Your goal:
Give back the lines of the records exactly, starting at the first and ending at the one with "pixel 247 26".
__________________________________________________
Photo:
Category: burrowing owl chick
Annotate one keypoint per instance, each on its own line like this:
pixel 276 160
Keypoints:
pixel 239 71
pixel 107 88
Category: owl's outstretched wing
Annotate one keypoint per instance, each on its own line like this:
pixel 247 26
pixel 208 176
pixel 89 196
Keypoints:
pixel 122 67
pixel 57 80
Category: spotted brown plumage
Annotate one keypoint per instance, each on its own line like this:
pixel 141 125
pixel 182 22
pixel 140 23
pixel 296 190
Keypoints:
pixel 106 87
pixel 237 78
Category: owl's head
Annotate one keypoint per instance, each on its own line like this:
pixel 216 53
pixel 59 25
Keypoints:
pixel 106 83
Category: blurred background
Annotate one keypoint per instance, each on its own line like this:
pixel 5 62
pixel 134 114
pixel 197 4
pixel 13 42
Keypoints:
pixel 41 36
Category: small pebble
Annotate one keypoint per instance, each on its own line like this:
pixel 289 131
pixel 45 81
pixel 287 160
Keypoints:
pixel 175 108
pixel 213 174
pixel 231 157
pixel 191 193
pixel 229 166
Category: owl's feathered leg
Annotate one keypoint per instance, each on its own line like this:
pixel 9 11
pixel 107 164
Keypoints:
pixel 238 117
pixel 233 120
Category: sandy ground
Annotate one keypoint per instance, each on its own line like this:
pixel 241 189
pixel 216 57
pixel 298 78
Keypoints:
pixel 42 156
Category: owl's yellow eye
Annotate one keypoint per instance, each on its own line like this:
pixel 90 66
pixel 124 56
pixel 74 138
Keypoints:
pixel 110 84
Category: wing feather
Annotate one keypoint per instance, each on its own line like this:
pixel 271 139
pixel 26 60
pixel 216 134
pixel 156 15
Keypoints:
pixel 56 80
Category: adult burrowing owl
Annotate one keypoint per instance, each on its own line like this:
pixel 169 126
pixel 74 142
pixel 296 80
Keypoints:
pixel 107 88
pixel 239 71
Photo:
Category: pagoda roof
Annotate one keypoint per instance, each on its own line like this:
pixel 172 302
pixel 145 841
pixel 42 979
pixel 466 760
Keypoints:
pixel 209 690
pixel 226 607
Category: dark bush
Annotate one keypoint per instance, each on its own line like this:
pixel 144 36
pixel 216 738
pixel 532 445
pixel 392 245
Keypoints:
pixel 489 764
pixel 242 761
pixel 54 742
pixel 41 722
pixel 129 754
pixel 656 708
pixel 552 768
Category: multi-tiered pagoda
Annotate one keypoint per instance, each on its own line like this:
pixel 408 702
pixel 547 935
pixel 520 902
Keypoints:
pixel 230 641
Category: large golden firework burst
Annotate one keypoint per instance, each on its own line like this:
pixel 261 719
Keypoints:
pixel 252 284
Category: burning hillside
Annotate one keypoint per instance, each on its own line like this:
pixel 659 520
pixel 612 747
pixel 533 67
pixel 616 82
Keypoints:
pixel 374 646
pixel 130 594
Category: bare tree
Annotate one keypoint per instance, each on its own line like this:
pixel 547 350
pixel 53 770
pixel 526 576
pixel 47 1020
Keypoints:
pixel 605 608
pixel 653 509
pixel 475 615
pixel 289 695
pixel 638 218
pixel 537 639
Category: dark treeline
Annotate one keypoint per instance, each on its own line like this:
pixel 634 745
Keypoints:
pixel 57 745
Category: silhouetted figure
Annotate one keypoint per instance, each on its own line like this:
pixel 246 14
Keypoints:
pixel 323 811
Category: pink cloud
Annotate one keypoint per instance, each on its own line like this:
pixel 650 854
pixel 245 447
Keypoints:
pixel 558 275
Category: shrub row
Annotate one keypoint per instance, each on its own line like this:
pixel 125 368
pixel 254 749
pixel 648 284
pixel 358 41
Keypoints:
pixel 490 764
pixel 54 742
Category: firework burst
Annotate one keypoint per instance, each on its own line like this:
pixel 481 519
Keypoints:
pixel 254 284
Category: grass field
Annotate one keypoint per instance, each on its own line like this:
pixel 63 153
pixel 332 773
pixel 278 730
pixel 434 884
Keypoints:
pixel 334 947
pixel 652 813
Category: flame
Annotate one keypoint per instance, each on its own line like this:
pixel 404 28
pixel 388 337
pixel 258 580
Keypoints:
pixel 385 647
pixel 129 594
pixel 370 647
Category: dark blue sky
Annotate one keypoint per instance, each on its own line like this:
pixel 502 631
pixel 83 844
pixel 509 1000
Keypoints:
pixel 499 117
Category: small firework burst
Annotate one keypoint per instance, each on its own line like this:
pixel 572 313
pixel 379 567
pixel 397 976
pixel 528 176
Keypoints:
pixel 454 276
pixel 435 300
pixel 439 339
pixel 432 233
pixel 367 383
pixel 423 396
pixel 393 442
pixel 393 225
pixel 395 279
__________________________________________________
Solution to this task:
Photo:
Category: burrowing owl chick
Annotate one keypoint per instance, each on its own line like this:
pixel 276 160
Keypoints:
pixel 239 71
pixel 107 88
Category: owl's outstretched wing
Annotate one keypoint per instance, each on its own line like this:
pixel 247 26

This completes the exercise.